--- START WORKING DATA ---

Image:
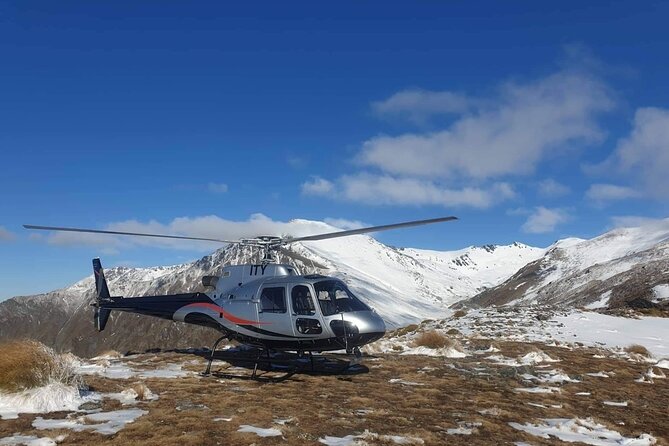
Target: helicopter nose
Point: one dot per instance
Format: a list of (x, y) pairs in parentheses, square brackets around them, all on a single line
[(373, 324)]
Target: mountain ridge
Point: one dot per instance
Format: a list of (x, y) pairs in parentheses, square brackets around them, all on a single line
[(403, 286)]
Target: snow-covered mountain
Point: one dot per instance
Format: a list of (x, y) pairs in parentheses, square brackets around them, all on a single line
[(404, 285), (623, 267)]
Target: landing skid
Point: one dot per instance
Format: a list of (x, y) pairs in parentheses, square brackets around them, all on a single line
[(265, 363)]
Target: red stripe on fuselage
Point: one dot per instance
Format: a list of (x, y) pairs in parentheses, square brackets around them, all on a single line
[(228, 316)]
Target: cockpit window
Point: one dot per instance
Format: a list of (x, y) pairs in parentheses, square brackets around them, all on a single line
[(335, 297), (273, 300), (302, 300)]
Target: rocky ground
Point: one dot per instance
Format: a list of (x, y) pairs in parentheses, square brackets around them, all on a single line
[(493, 393)]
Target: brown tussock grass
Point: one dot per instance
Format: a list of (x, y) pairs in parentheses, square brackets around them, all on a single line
[(25, 364), (112, 354), (460, 313), (433, 339), (405, 330), (638, 350)]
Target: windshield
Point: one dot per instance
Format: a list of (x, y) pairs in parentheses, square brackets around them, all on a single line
[(335, 297)]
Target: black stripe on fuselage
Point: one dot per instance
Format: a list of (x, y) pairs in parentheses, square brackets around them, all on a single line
[(158, 306)]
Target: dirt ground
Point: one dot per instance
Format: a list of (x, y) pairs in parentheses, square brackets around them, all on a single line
[(417, 397)]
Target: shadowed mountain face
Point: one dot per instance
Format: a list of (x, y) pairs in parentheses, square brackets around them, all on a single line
[(623, 268), (403, 285)]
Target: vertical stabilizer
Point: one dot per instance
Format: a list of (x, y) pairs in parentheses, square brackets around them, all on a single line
[(101, 292)]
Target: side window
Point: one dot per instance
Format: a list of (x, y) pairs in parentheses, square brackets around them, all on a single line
[(303, 303), (273, 300)]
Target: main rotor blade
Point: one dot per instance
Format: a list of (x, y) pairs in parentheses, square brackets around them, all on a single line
[(140, 234), (366, 230)]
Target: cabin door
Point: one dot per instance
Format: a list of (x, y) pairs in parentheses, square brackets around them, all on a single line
[(273, 313)]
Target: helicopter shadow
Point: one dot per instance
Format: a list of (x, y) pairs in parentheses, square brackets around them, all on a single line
[(278, 366)]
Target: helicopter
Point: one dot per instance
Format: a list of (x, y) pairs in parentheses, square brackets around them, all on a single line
[(268, 305)]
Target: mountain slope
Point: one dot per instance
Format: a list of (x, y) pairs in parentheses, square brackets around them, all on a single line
[(623, 267), (403, 285)]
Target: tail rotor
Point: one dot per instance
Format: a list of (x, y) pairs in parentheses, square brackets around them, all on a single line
[(101, 294)]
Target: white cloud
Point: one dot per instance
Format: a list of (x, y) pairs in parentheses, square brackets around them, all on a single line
[(6, 235), (610, 192), (218, 188), (507, 135), (418, 105), (632, 221), (209, 226), (644, 154), (296, 162), (551, 188), (544, 220), (388, 190), (317, 186)]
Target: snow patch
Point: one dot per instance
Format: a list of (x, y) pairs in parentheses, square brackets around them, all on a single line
[(29, 440), (259, 431), (581, 430), (53, 397), (108, 423)]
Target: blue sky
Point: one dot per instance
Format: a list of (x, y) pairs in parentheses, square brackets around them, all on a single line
[(529, 121)]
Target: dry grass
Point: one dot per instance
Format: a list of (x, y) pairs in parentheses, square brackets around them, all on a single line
[(433, 339), (460, 313), (638, 350), (405, 330), (350, 405), (25, 364), (111, 354), (142, 391)]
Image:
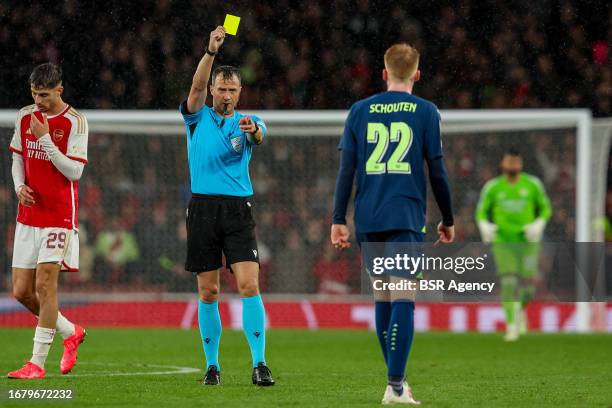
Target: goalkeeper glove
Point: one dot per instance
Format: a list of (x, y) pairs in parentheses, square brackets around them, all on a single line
[(487, 230), (535, 230)]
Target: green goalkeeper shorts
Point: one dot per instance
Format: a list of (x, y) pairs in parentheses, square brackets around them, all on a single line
[(517, 258)]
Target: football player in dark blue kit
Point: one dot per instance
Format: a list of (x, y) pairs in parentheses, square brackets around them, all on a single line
[(387, 140)]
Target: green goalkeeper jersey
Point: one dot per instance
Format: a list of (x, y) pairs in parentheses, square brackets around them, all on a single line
[(512, 206)]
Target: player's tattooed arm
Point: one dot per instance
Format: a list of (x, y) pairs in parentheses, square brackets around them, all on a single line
[(71, 169), (197, 93), (24, 193)]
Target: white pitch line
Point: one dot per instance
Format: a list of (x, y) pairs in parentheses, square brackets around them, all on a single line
[(175, 370)]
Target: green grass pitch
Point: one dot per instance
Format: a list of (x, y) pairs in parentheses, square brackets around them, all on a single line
[(322, 368)]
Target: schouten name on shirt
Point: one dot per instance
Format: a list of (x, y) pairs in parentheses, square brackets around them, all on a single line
[(393, 107), (35, 151)]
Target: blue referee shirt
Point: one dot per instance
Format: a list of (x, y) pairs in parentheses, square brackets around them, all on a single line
[(219, 152)]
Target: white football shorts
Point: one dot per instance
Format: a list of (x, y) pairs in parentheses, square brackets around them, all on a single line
[(34, 245)]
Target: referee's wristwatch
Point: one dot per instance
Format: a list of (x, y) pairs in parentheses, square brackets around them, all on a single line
[(256, 128)]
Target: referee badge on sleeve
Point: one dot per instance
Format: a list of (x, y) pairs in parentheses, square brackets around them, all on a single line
[(237, 143)]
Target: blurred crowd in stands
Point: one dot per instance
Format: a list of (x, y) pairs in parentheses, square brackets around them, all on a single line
[(315, 54), (133, 199), (293, 55)]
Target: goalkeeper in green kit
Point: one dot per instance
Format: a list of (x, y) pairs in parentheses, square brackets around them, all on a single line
[(512, 214)]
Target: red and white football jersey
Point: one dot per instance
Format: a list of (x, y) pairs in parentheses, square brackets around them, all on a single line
[(56, 197)]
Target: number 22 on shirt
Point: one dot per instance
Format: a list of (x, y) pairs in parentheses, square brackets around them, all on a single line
[(379, 133)]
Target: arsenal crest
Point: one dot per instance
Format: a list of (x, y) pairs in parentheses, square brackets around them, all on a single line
[(58, 134)]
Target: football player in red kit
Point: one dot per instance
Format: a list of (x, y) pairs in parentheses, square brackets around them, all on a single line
[(49, 149)]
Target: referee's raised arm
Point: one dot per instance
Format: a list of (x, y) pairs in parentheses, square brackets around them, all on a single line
[(197, 94)]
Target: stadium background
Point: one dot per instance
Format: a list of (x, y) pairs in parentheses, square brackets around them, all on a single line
[(318, 55)]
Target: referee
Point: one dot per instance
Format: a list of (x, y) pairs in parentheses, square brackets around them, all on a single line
[(219, 218)]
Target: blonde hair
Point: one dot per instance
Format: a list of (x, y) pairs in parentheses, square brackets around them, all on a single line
[(401, 61)]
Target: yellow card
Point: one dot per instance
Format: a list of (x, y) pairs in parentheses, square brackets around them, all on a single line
[(231, 24)]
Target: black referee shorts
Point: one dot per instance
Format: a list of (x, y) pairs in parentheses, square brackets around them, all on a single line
[(219, 225)]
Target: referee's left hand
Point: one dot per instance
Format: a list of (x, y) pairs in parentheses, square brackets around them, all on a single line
[(247, 125), (340, 236)]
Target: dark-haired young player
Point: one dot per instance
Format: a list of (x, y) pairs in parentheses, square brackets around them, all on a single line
[(49, 152)]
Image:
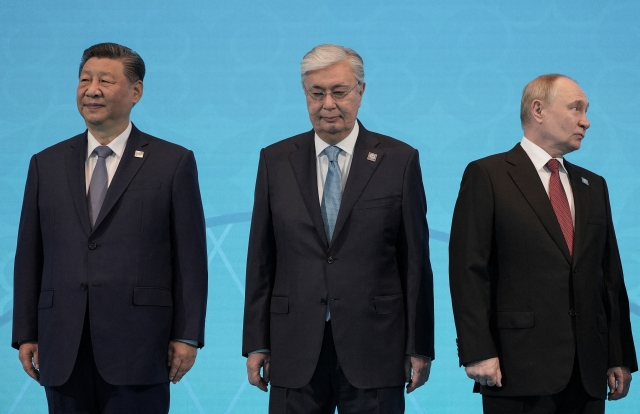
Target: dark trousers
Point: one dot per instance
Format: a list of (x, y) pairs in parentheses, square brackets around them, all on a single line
[(574, 399), (329, 389), (86, 392)]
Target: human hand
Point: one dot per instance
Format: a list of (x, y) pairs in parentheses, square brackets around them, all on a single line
[(486, 372), (421, 367), (254, 363), (180, 359), (28, 355), (619, 379)]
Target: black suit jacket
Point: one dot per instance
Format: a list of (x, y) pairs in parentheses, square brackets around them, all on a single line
[(514, 284), (375, 272), (141, 272)]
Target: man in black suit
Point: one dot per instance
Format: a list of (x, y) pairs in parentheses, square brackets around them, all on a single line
[(339, 293), (110, 280), (538, 294)]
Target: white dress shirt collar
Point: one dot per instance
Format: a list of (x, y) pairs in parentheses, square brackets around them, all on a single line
[(117, 145), (538, 156), (347, 145)]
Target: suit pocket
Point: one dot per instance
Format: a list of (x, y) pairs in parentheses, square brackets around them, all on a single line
[(46, 299), (602, 324), (516, 319), (389, 304), (279, 304), (150, 296), (376, 203), (144, 185)]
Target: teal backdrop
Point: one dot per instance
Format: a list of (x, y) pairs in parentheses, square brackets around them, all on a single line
[(223, 80)]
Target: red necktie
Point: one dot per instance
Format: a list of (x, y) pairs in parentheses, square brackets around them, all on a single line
[(560, 203)]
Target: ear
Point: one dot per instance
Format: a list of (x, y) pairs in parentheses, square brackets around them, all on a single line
[(138, 88), (536, 108)]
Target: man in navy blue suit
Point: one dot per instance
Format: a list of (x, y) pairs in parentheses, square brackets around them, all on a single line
[(110, 282)]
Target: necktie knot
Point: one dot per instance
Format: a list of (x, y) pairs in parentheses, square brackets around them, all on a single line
[(332, 153), (553, 165), (103, 151)]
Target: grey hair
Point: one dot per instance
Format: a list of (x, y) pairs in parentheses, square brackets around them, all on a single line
[(323, 56)]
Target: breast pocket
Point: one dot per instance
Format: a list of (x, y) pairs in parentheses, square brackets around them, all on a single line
[(389, 304), (516, 319), (144, 185), (377, 203)]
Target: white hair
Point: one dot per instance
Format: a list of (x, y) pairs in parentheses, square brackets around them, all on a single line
[(323, 56)]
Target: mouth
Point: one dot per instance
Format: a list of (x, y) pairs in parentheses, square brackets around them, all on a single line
[(92, 106)]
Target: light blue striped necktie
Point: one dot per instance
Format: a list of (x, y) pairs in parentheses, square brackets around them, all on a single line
[(99, 183), (332, 194)]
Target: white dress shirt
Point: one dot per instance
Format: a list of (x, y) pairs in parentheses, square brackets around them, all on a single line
[(112, 161), (344, 158), (540, 158)]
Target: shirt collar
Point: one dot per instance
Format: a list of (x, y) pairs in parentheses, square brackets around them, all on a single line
[(117, 145), (539, 157), (347, 145)]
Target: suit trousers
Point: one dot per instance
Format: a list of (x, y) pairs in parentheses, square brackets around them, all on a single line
[(329, 389), (86, 392), (573, 399)]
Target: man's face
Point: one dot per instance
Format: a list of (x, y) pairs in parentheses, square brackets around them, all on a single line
[(564, 123), (333, 120), (105, 96)]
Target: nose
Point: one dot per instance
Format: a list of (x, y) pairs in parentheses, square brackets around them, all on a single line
[(584, 121), (93, 89), (328, 102)]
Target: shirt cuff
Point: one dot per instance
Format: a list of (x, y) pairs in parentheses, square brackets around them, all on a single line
[(188, 342)]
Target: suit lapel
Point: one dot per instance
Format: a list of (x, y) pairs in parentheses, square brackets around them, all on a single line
[(127, 169), (525, 176), (75, 163), (359, 175), (581, 205), (303, 162)]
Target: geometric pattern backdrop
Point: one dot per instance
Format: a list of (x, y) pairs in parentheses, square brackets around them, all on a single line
[(223, 80)]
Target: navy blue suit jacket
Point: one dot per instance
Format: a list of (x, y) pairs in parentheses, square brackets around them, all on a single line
[(375, 271), (141, 271)]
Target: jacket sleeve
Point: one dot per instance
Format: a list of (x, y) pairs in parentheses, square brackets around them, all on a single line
[(621, 347), (261, 268), (189, 253), (28, 264), (470, 265), (414, 263)]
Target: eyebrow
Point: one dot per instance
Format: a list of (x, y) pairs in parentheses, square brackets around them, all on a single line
[(337, 85), (102, 73)]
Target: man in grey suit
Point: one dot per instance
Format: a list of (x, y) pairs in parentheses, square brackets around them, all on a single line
[(339, 293)]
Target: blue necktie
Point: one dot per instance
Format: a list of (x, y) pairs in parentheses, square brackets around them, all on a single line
[(99, 181), (332, 194)]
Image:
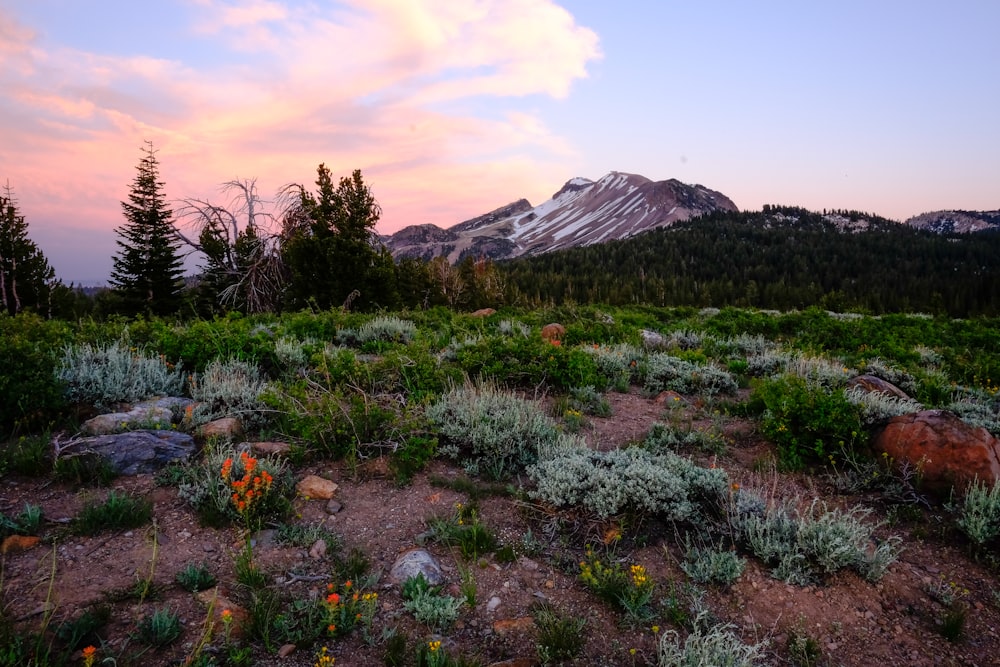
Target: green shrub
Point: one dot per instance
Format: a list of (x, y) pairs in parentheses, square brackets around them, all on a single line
[(117, 511), (631, 590), (498, 433), (664, 372), (527, 362), (27, 522), (618, 365), (160, 628), (28, 455), (31, 395), (103, 375), (979, 516), (205, 488), (878, 406), (386, 328), (624, 480), (560, 635), (428, 605), (463, 530), (808, 423)]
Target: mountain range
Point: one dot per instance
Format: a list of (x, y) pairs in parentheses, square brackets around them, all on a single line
[(618, 206)]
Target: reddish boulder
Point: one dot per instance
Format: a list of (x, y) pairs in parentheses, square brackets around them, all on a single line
[(551, 332), (872, 384), (946, 451)]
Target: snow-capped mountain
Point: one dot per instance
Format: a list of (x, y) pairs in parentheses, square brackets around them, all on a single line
[(582, 212)]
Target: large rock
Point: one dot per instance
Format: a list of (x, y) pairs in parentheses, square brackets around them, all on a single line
[(225, 428), (137, 452), (314, 486), (553, 332), (413, 562), (154, 413), (946, 451), (874, 384)]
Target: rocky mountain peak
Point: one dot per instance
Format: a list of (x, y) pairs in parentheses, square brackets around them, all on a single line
[(581, 212)]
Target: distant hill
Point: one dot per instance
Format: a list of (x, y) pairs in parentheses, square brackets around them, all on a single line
[(782, 258), (956, 222), (581, 213)]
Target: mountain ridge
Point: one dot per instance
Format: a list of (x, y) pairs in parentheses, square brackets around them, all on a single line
[(582, 212)]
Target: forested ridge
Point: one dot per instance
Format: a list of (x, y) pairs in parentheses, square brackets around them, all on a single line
[(781, 258)]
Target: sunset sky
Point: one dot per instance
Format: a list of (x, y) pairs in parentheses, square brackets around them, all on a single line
[(454, 107)]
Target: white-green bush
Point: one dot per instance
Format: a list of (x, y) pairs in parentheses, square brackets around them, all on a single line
[(746, 345), (767, 362), (619, 363), (819, 540), (708, 646), (229, 388), (665, 372), (878, 406), (102, 375), (820, 371), (980, 513), (977, 408), (712, 565), (387, 328), (610, 483), (497, 433), (514, 328), (901, 378)]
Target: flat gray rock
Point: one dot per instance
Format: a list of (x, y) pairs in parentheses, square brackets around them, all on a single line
[(139, 452), (413, 562)]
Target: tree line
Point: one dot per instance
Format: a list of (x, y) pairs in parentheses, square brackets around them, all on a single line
[(317, 248), (780, 258)]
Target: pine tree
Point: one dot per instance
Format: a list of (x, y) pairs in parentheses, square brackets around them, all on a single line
[(25, 275), (331, 250), (147, 270)]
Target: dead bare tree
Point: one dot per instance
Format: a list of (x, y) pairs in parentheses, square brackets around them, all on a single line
[(242, 248)]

--- END WORKING DATA ---

Quote the data word for word from its first line through the line containing "[(403, 286)]", including that line, and leave out the pictures.

Image:
Target: helicopter nose
Point: one dot per instance
Format: a list of (x, y) pairs in parentheses, square brackets around them, all on a single line
[(373, 324)]
Target: mountain ridge
Point: one dot per instance
Format: a list of (x, y) pairs in parentheses, square brackets around them, all on a single line
[(403, 286)]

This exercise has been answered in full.